» **TASK INSTRUCTIONS**
Output all of the data exactly as it appears, but leave out any pictures it contains.

··· PROVIDED ENTRIES ···

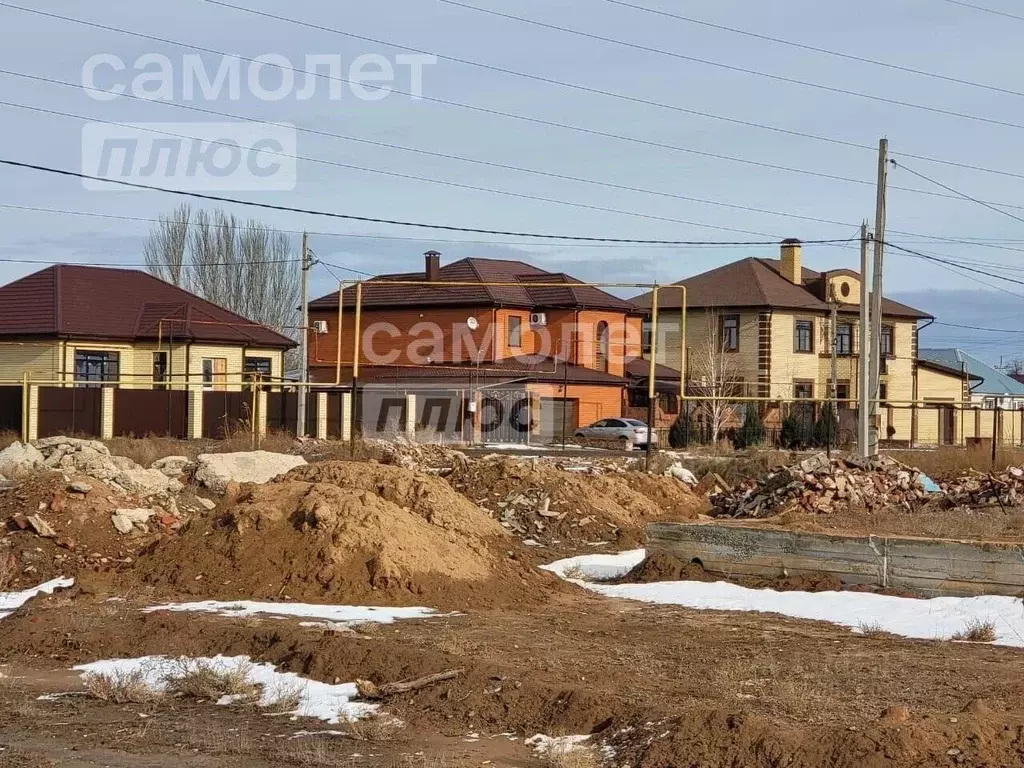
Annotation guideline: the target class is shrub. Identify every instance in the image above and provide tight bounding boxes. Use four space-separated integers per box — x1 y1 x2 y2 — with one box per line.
164 659 260 703
82 669 159 704
734 407 765 449
812 404 839 449
951 618 997 643
668 413 694 449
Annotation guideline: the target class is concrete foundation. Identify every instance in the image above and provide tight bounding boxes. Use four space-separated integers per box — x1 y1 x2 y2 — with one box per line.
646 522 1024 598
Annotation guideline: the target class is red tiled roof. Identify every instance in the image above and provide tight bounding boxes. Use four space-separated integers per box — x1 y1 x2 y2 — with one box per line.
310 257 636 312
0 265 295 348
632 257 931 320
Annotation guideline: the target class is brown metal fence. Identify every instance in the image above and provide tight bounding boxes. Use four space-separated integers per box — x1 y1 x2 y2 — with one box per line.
38 386 101 439
265 391 317 435
113 389 188 438
0 385 22 433
201 391 251 439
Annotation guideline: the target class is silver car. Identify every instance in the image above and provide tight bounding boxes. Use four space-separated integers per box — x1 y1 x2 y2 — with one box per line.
574 418 657 448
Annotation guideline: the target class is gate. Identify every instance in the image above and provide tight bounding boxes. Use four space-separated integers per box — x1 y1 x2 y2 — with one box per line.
38 386 102 438
202 391 250 439
538 397 578 444
113 389 188 438
266 391 317 435
479 389 530 444
0 385 22 434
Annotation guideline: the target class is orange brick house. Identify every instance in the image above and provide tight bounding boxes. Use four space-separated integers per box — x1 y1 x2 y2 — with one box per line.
307 251 645 440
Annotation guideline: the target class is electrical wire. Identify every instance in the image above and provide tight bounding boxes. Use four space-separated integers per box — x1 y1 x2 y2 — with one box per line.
892 159 1024 228
885 241 1024 289
939 0 1024 22
434 0 1024 132
0 95 876 233
935 321 1024 334
5 2 1024 187
0 158 864 246
600 0 1024 100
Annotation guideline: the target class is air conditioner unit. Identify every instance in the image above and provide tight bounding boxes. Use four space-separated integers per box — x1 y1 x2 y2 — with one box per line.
312 320 328 334
529 312 547 327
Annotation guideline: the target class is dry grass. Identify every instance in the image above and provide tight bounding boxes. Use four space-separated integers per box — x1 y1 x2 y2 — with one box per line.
184 722 255 756
81 669 160 704
951 618 997 643
343 712 406 743
0 747 54 768
0 430 18 451
262 679 305 714
164 659 260 703
546 744 601 768
277 738 336 766
104 430 298 468
896 447 1024 477
0 552 16 591
856 620 890 638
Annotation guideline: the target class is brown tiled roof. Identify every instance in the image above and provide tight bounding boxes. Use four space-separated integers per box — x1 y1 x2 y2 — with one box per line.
337 357 626 387
0 265 295 348
632 257 931 320
310 257 635 312
624 358 682 381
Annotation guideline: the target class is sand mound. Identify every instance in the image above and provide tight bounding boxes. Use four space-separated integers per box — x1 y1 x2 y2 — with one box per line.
448 457 703 547
130 462 564 609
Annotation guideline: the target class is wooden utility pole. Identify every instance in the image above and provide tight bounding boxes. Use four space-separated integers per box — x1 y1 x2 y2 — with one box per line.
296 231 311 438
858 221 871 458
829 286 839 455
868 139 888 456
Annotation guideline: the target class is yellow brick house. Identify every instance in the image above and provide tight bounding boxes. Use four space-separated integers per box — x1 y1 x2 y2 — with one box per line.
632 239 945 445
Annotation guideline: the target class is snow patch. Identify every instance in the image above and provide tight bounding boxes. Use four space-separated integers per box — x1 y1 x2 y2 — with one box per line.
144 600 437 624
0 577 74 619
73 655 377 722
545 550 1024 648
526 733 592 755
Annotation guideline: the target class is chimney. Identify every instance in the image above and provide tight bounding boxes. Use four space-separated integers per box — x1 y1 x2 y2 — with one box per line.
780 238 803 285
424 250 441 282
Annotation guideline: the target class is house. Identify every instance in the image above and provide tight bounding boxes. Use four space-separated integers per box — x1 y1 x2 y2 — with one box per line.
632 239 937 444
0 265 294 390
918 349 1024 409
307 251 645 441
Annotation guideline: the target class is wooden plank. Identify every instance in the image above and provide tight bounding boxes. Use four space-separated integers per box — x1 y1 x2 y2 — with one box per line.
646 522 1024 597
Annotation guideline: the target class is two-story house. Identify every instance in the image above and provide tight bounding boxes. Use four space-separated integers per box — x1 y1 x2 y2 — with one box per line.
307 251 644 440
632 239 938 444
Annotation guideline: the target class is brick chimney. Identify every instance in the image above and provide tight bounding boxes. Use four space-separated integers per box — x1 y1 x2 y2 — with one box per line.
424 250 441 282
780 238 803 285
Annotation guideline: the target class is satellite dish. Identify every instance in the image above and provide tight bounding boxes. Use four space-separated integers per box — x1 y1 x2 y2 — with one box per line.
466 316 479 331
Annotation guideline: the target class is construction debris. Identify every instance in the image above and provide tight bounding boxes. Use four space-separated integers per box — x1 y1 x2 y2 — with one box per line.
710 453 938 518
941 467 1024 508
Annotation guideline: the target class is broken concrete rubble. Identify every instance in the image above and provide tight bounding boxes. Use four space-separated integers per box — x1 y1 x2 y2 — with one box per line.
151 456 191 478
0 441 44 472
194 451 307 494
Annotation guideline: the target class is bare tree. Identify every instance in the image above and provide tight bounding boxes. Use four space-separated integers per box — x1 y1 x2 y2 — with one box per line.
688 308 742 445
143 206 301 371
143 204 190 286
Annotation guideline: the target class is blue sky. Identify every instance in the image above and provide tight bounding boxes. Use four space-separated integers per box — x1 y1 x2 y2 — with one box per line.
2 0 1024 362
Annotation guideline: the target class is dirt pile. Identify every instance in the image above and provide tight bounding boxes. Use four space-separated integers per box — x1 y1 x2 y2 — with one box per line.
447 456 703 547
711 452 940 519
0 470 211 590
130 461 564 609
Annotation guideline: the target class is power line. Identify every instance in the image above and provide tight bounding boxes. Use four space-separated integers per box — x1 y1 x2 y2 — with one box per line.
0 255 300 268
18 68 1024 214
935 320 1024 333
885 241 1024 288
4 98 849 237
939 0 1024 22
0 158 862 246
6 3 1023 186
435 0 1024 133
601 0 1024 100
892 159 1024 228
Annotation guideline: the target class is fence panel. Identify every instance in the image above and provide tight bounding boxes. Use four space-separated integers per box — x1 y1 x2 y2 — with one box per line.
38 386 102 439
202 391 251 439
112 389 188 438
0 385 22 434
265 391 317 435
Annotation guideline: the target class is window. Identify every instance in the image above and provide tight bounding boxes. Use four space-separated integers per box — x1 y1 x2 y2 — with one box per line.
659 393 679 414
879 382 889 404
880 325 895 358
202 358 227 391
794 319 814 353
152 351 168 390
720 314 740 352
244 356 273 380
629 389 649 408
596 321 610 373
507 316 523 348
834 382 850 402
836 323 853 355
794 380 814 399
606 419 627 428
641 321 652 355
74 350 119 385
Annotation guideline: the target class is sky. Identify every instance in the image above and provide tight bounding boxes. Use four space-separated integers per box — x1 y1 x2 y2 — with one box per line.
2 0 1024 363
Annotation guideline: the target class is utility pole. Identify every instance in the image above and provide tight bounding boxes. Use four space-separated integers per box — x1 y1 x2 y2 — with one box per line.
868 138 888 457
829 285 839 456
858 221 871 458
297 231 311 438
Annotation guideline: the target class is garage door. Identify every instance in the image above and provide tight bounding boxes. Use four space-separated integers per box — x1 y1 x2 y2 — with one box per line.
539 397 578 443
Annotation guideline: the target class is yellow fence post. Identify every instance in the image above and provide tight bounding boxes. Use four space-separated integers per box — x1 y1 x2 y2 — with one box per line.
188 385 203 440
316 392 328 440
100 386 114 440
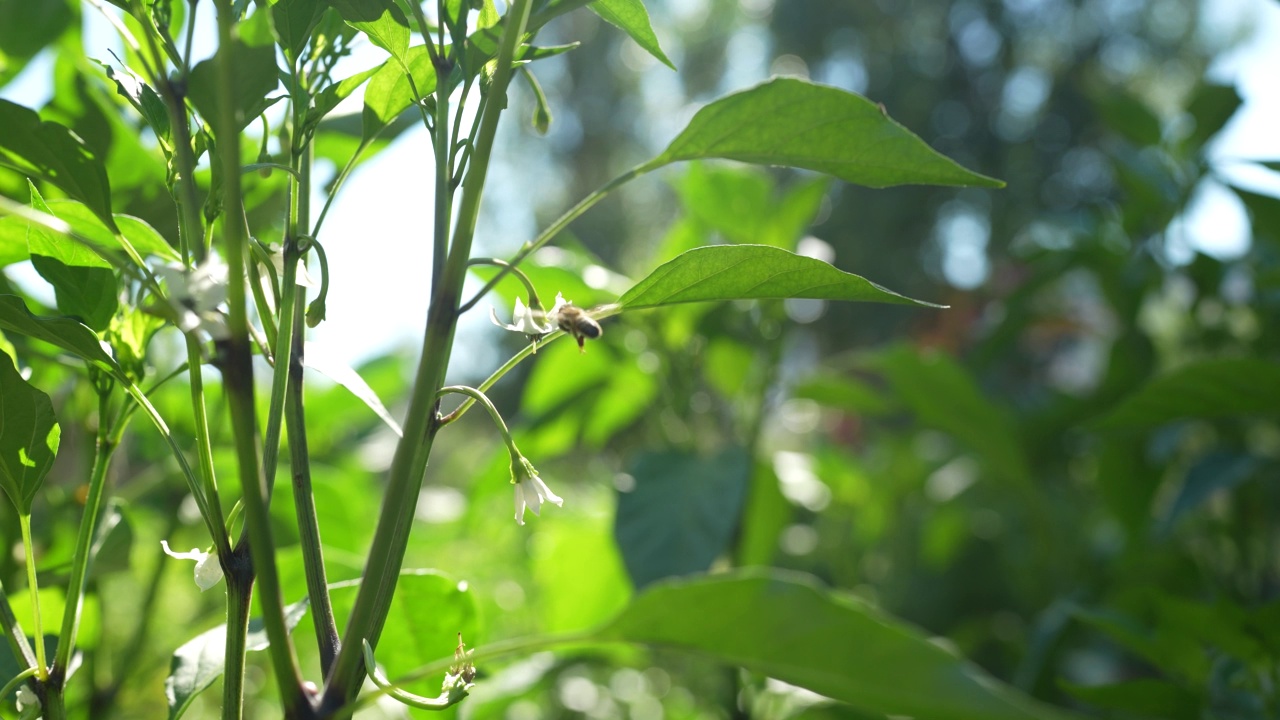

···

» **RESULT**
Annotation guideline: the target class is shrub. Identify every instance in the image above and provide tight bounding boxes. Use four space-separated integers per box — x1 y1 x2 y2 — with one box per line.
164 659 260 703
82 669 159 704
734 407 765 449
812 404 839 449
951 618 997 643
668 413 694 449
Annotation guideline: the target class is concrete foundation. Identify every instance in the image above and provide tight bounding boxes. Use four space-separated integers per box — x1 y1 x2 y2 — with one box per line.
646 522 1024 598
Annotation guideline: the target class is red tiled roof. Identify every instance in the image above and provide tight bounding boxes. Use four space-separated integers per box — x1 y1 x2 y2 — with one box per line.
310 257 636 312
0 265 295 348
632 257 931 320
Annotation guideline: the target class is brown metal fence. Identify every instance in the image above and provide tight bounding boxes. Use four space-separated integers per box — x1 y1 x2 y2 — with one box per line.
38 386 101 439
265 391 317 435
113 389 188 438
0 385 22 433
201 391 251 439
Annotation guideline: the target class is silver car. Identify every instance in the image above and provide tight bounding boxes. Use four space-separated integers per box — x1 y1 x2 y2 — with one box per line.
574 418 657 448
Annotation guideline: the target class is gate. Identify every instance in the image above and provide tight bounding boxes. Use four space-separated integers per box — x1 y1 x2 y2 — with one box per line.
38 386 102 438
202 391 250 439
538 397 578 444
113 389 188 438
266 391 317 435
479 389 530 444
0 385 22 434
Annotation guideline: the target class is orange brick house. Identify every instance in the image above and provide tight bounding boxes. Use four space-separated integers per box — x1 y1 x2 y2 — with one box per line.
307 251 645 440
Annotation guideline: the target class is electrical wire. Identify every instance in the image above and provide tight bounding boxes. Use four space-separated integers per box — x1 y1 x2 y2 — with one box per line.
892 159 1024 228
885 241 1024 289
939 0 1024 22
434 0 1024 132
0 95 876 233
935 321 1024 334
5 2 1024 187
0 158 864 246
600 0 1024 100
Annotation guideline: the target class is air conditioner unit. Identify every instance in the image above and provide tight bounding boxes. Use four space-separated integers per box — x1 y1 x2 y2 — with one box per line.
312 320 328 334
529 312 547 327
Annotation guideline: the target class is dry grass. Identify every instance in the image above and provide tight bounding boxes. Use four space-separated integers per box — x1 y1 x2 y2 — with one box per line.
184 722 255 756
81 669 160 704
951 618 997 643
343 712 406 743
0 747 54 768
0 430 18 451
262 679 305 714
164 659 260 703
546 744 601 768
277 738 336 766
104 430 298 468
896 447 1024 477
0 552 16 591
856 620 890 638
Annotation guideline: the target class is brown tiled roof. Identify every instance in the image above and provide tight bounding boxes. Use four space-separated integers per box — x1 y1 x2 y2 — with one box per line.
337 357 626 387
0 265 295 348
632 257 931 320
310 257 635 312
624 358 682 381
Annotation guideline: the target class is sand mound. Identify every instance in the image above and provide tight bounding boxes. Use four space-separated integers per box — x1 y1 x2 y2 — with one box per line.
448 457 703 547
130 462 564 609
Annotation guideline: the target class is wooden utility pole. Identify every instance in the image above and provide tight bounding boxes. Use four space-separated integers per box — x1 y1 x2 y2 — with one box per line.
296 231 311 438
858 221 871 458
829 286 839 455
868 139 888 456
Annotation guideline: the target class is yellow brick house. Identify every instance in the image above and provide tight bounding boxes. Use four space-separated integers per box — x1 y1 x2 y2 — with one box per line.
632 239 945 445
Annotation guideline: the target class is snow patch. Identify every instance in the image above and provide tight bounding boxes. Use four space-separated integers per box — x1 y1 x2 y2 — with one box per line.
144 600 437 624
0 577 74 619
73 655 377 722
545 550 1024 648
526 733 592 755
Annotation guideline: the target class is chimney. Identify every instance in the image above and provide tight bounding boxes. Use four space-separated integers per box — x1 y1 x2 y2 — with one box per line.
780 238 803 285
424 250 441 282
Annotation guideline: the target class is house. Identify every instance in the image above and provide tight bounding boxes. Use four space-separated integers per box — x1 y1 x2 y2 — with one box per line.
632 239 937 444
0 265 294 390
918 349 1024 409
307 251 645 441
Annotation guideline: the target class is wooden plank. Identify every instance in the image above and provide tight bounding boxes. Use four space-separated integers per box — x1 y1 x2 y2 — with one box per line.
646 522 1024 597
Annotation guideline: the target class is two-story house. Identify every instance in the image above and provide tight bounding boxes. Use four space-separated integers per box — x1 y1 x2 y2 — with one box per line.
307 251 644 440
632 239 938 444
Annotation guideline: the target class is brick chimney. Identify every instance in the image above and provide tight bounding boxes. Use four space-separated integers per box — x1 y1 x2 y2 — with one box per line.
424 250 441 282
780 238 803 285
Annotation guideline: the target class is satellite dish. Identify every instance in the image above and provide tight bounding boxes. Use four space-separated integers per box — x1 y1 x2 y2 — with one box per line.
466 316 479 331
Annotation guideline: the target class is construction debris. Identify every instance in the image above and provide tight bounding boxes. Use four space-separated integers per box — x1 y1 x2 y2 — with one box per line.
710 453 938 518
941 467 1024 508
Annotation guideline: the target class is broken concrete rubble. Identify every instance in the image above and provide tight bounding boxes. Use four space-separated integers per box — x1 y1 x2 y2 — with one box per line.
151 456 191 478
0 441 44 472
194 451 307 494
Annotation guideline: the target class is bare tree. Identify every instance in the image above and provide tight bounding boxes. Use four space-separated integers per box — x1 y1 x2 y2 — with one box per line.
688 308 742 445
143 206 301 371
143 204 190 286
Annotation guideline: the target class is blue sky. Identify every instance in the image above and provide tight bounding boxes. Use four space-separated integers per box — x1 y1 x2 y2 — with one box per line.
2 0 1024 362
Annotation guideline: the target class is dirt pile. Identify every instance in the image above and provide tight bounding boxes. Use four space-separated integers per box — x1 y1 x2 y2 — with one box per line.
447 456 703 547
711 452 940 519
0 470 211 590
130 461 564 609
Annotation guideline: the target class is power line. Identify every instance in the image above and provide tight bounding boxes. Use four space-separated integers per box — x1 y1 x2 y2 — with one box per line.
0 255 300 268
18 68 1024 214
935 320 1024 333
885 241 1024 288
4 98 849 237
939 0 1024 22
0 158 862 246
6 3 1023 186
435 0 1024 133
601 0 1024 100
892 159 1024 228
Annotation guideline: the target class is fence panel. Identify every instance in the image above and provide tight bounding boxes. Use four space-separated integers per box — x1 y1 x2 y2 — with one box per line.
38 386 102 439
202 391 251 439
112 389 188 438
0 385 22 434
265 391 317 435
Annotation guideline: the target class is window. Identify every instance in the image above and provide tight bounding boxes. Use four space-separated integers per box — x1 y1 x2 y2 — with one box per line.
659 393 679 414
879 382 889 404
880 325 895 358
202 358 227 391
794 319 814 353
152 351 168 390
720 314 740 352
244 356 273 380
629 389 649 408
596 321 610 373
507 316 523 348
834 382 850 402
836 323 853 355
794 380 814 399
606 419 627 428
641 321 652 355
74 350 119 385
Annotation guideline: the target class is sky. Identify every instance in the image above and provide tight bounding boxes. Use four space-separated integers per box — x1 y1 x2 y2 — with one box per line.
2 0 1024 363
Annotation guideline: the target class is utility pole. Identify every instance in the image above and provide tight bounding boxes. Use four space-separated integers per box — x1 y1 x2 y2 — with one box per line.
868 138 888 457
829 285 839 456
858 221 871 458
297 231 311 438
Annotation guideline: the target class is garage door. Identify every instance in the image above and provide tight bounding boxes. Use four space-separated integers per box — x1 y1 x2 y2 — with one box per line.
539 397 578 443
Annotation guideline: the target class is yellow fence post. Identify every instance in the image above and provide tight bounding boxes. Use four space-separated integers per box — x1 y1 x2 y2 — with one box per line.
188 385 203 440
316 392 328 440
100 386 114 440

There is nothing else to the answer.